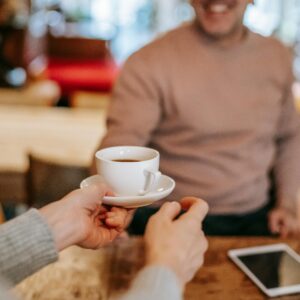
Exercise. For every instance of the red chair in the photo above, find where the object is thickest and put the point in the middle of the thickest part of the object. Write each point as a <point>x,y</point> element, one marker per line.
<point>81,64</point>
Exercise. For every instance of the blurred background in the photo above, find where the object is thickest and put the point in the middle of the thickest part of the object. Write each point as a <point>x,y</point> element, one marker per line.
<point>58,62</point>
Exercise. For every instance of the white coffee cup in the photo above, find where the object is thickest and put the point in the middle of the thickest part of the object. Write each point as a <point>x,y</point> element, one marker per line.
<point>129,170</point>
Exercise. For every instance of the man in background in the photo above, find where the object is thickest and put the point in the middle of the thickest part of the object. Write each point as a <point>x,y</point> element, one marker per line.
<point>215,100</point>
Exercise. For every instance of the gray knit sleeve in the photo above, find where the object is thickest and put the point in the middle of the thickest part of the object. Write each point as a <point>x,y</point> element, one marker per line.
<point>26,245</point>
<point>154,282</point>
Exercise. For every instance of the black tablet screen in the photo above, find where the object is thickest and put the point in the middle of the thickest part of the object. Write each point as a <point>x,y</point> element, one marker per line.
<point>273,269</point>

---

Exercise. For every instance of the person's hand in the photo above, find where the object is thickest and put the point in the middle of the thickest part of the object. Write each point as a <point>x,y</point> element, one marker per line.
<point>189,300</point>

*REQUEST:* Reproduce the entries above word for word, starting at the line that contains "Exercise. For every instance of the red" and ending at the line that contains "<point>154,282</point>", with both of those lines included.

*EXERCISE RESULT:*
Exercise. For every instance of the red chair in the photo above, find where the object is thickest and put the point in the middle of the thickest part of the object. Write each point as a <point>x,y</point> element, one marker per line.
<point>81,64</point>
Exercise. For every instance of the blurred background in the photo above, find where the object is thickest and put the point in the middle of the thickest part of the object. Write each point as a <point>x,y</point> element, one marker per line.
<point>58,62</point>
Exercise. For every instance of the white coffee cup in the photo above, find where the object is thickest and put the point in the middle of the thickest part of the object. Write each point as a <point>x,y</point> element, one marker per line.
<point>129,170</point>
Exercise. For every instance of the man in background in the photo above, find where the object is thickest and put the point in the middle of the thickest part of the object. Write each point as a <point>x,y</point> element, one marker per line.
<point>215,100</point>
Exercise. For every instance of the gray knit sleeve in the photo above, find where the object is thickest and put the point in the middle of the thickest part of the object. Write each point as a <point>x,y</point> element, one marker per line.
<point>26,245</point>
<point>154,282</point>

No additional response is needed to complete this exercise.